## Exercise
Pull out each of the lines below that contains the word "white" and copy every one of them in full.

## Records supplied

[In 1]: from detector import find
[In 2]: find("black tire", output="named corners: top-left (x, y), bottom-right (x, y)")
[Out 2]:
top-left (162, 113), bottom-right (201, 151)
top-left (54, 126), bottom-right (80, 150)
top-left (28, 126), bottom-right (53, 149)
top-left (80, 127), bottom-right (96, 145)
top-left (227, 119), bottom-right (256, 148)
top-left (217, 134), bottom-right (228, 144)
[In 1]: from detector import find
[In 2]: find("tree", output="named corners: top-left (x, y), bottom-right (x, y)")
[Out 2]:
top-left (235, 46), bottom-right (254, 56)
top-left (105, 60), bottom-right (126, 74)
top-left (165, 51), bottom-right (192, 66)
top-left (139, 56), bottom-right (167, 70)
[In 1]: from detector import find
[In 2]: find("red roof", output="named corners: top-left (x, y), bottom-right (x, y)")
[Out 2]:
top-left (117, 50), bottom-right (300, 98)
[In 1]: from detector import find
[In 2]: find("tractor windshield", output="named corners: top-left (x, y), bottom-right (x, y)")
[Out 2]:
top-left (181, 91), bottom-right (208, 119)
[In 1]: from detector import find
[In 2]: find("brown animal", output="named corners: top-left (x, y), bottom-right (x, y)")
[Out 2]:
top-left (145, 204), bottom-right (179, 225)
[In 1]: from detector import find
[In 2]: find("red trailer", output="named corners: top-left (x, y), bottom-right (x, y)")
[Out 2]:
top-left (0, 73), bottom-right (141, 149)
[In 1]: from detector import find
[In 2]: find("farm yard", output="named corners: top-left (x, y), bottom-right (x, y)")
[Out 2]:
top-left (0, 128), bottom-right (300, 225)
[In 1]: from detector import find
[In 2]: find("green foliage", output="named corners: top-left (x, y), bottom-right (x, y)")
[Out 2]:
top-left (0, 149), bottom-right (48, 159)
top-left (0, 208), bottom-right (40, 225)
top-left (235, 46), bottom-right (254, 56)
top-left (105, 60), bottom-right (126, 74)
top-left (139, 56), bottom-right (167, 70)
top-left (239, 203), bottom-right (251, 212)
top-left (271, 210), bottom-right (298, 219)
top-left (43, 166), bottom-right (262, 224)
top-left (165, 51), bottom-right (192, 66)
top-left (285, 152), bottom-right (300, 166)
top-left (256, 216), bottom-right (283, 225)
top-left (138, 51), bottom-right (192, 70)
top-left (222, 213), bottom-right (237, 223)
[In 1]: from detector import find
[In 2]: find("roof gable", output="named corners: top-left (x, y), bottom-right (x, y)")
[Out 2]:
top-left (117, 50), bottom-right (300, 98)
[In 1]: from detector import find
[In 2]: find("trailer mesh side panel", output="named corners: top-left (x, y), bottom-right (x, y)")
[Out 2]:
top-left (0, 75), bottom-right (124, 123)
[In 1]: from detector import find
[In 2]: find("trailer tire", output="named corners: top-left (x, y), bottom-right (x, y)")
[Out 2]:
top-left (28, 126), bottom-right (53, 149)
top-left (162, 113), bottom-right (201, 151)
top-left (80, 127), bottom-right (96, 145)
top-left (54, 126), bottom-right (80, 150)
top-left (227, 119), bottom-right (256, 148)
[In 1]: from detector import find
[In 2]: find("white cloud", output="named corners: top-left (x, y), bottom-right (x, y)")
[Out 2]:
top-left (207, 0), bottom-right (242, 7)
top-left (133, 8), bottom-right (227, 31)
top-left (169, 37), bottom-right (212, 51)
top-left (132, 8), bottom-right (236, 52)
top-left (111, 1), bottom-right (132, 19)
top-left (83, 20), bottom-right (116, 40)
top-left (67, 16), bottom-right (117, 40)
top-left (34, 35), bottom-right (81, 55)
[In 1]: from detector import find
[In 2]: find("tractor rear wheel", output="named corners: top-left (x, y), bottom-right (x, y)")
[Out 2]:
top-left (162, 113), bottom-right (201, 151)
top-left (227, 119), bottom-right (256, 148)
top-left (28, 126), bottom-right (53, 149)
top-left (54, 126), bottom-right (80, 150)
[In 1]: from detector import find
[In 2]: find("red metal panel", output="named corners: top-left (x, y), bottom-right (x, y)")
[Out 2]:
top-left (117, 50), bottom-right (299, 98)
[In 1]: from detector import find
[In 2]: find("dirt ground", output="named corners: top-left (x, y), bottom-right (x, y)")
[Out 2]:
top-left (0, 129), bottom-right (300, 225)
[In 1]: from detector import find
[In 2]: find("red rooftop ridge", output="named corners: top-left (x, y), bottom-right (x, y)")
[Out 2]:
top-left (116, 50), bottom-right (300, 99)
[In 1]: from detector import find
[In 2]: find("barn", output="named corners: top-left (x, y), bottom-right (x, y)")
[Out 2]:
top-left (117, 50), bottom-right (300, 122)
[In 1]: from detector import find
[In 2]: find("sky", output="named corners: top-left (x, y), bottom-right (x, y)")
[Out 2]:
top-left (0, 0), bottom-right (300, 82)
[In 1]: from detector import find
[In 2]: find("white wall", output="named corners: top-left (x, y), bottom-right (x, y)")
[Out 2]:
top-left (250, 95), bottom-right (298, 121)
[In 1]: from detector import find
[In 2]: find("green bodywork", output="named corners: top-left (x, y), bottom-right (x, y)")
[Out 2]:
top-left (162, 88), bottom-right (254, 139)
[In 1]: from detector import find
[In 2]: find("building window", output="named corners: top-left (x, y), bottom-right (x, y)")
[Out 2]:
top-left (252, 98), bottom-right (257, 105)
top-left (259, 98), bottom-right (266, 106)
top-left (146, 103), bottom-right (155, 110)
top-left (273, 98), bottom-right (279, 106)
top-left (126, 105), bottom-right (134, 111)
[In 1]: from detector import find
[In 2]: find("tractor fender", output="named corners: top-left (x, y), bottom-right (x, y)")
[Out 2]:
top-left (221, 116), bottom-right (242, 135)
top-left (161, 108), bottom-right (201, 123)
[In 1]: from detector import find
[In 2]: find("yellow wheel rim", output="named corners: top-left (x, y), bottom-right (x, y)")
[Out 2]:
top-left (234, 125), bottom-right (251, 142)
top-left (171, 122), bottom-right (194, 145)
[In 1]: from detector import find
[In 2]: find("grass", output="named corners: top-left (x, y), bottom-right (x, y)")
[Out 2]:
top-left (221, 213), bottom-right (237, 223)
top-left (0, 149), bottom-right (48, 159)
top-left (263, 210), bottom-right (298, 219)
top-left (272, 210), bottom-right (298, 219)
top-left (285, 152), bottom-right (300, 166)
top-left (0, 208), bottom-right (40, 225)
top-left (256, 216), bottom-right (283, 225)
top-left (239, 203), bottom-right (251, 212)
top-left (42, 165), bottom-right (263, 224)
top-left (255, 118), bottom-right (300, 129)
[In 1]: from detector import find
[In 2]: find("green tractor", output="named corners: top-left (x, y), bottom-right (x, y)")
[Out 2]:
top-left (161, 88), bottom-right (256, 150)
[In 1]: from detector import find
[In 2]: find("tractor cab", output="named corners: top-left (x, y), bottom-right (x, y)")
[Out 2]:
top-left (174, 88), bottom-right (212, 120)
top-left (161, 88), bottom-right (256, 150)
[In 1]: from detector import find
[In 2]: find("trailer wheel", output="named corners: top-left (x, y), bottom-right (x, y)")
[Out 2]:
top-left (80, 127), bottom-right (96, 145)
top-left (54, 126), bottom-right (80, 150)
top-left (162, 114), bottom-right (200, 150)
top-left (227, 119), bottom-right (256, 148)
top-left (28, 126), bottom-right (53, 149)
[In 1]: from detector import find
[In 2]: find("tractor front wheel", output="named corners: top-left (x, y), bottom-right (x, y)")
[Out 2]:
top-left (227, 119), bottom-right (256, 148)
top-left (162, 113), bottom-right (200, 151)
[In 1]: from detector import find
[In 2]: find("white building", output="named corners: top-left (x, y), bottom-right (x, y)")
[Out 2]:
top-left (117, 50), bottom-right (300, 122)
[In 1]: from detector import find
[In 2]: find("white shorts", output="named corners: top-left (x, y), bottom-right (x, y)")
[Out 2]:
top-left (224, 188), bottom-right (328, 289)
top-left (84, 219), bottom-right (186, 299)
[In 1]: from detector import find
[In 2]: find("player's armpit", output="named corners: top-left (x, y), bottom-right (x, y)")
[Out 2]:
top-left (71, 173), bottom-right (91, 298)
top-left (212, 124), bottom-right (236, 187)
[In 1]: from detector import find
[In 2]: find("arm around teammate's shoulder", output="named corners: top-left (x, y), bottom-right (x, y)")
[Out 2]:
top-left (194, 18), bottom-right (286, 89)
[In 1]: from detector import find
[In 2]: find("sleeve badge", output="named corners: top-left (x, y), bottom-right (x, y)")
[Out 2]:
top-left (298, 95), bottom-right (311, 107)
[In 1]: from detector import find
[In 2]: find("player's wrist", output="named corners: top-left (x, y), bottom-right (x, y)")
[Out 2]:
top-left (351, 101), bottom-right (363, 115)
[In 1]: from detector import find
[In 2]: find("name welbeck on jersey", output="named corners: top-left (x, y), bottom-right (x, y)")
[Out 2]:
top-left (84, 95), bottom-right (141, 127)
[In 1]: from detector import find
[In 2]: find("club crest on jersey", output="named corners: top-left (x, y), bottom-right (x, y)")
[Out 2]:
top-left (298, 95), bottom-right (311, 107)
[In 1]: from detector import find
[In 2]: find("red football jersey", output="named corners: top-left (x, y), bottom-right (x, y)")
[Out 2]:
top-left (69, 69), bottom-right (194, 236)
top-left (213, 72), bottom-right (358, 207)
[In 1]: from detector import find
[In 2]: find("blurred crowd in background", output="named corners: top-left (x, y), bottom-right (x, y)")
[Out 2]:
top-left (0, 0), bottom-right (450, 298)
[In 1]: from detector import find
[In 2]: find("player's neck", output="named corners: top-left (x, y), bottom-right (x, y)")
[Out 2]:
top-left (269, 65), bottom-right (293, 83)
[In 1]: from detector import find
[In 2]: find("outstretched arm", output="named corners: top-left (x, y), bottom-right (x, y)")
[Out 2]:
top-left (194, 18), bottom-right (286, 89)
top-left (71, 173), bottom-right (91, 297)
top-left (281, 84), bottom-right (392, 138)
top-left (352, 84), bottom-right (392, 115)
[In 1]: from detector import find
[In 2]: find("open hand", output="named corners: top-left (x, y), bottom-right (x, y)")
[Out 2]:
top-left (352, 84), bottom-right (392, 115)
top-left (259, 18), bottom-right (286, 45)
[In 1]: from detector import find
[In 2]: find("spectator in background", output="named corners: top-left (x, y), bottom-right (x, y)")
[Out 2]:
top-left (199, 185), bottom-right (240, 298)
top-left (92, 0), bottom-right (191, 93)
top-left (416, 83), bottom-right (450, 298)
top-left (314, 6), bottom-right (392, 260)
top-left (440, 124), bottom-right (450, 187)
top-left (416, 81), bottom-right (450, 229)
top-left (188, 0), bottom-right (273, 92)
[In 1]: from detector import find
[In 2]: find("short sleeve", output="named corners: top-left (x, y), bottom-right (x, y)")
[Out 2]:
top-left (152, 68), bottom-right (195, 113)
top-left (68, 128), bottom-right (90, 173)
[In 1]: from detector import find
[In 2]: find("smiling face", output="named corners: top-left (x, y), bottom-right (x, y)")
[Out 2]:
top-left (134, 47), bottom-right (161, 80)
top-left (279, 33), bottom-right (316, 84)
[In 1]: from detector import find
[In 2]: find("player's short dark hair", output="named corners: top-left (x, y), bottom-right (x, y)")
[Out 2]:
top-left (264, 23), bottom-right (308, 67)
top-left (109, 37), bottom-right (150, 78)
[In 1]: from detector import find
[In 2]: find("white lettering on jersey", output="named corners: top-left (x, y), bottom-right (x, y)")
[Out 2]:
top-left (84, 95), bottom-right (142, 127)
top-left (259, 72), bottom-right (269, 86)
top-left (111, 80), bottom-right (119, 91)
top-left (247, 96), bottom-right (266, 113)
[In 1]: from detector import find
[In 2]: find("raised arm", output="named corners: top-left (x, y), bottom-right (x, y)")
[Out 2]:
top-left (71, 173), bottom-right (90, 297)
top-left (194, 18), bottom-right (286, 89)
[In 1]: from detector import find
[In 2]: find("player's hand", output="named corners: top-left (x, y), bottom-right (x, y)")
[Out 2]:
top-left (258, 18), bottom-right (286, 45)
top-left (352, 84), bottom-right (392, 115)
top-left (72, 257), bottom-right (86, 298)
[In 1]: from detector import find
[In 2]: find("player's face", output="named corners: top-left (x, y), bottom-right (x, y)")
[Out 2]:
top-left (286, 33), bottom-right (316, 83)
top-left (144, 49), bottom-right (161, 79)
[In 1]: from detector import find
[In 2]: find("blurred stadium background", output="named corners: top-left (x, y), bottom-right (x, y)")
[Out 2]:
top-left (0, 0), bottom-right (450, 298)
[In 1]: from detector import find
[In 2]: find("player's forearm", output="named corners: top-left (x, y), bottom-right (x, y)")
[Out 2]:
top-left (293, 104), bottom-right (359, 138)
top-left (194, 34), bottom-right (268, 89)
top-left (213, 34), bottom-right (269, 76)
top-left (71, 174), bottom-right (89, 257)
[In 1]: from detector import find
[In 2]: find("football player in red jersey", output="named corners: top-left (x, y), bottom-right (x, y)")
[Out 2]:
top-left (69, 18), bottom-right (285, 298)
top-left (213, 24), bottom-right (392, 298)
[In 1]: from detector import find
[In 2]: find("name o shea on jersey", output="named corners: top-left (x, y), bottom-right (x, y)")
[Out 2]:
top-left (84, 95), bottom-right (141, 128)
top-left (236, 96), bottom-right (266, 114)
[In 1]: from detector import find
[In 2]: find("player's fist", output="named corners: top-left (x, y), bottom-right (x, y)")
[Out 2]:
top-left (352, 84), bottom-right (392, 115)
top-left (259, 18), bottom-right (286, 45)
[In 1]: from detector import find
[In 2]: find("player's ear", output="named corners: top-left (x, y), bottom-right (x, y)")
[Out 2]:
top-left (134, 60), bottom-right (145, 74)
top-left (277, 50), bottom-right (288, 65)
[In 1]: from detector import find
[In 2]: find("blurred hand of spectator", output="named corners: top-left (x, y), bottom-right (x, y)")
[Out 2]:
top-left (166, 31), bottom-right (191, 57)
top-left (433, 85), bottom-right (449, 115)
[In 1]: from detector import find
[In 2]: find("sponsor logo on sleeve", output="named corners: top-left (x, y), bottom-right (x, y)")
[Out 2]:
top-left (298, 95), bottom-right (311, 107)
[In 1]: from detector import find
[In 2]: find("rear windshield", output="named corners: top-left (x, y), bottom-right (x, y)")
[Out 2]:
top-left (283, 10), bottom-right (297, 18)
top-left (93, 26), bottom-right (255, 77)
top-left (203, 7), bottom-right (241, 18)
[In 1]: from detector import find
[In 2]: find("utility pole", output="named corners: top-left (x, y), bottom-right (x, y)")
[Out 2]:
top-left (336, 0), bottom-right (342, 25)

## Correct result
[In 2]: find("white cloud", output="named corners: top-left (x, y), bottom-right (x, y)")
[In 2]: find("white wall", output="named corners: top-left (x, y), bottom-right (x, y)")
[In 2]: find("white building", output="named corners: top-left (x, y), bottom-right (x, y)")
[In 2]: find("white shorts", output="named corners: top-left (x, y), bottom-right (x, y)")
[In 2]: find("white lettering on jersey", output="named corners: top-left (x, y), bottom-right (x, y)")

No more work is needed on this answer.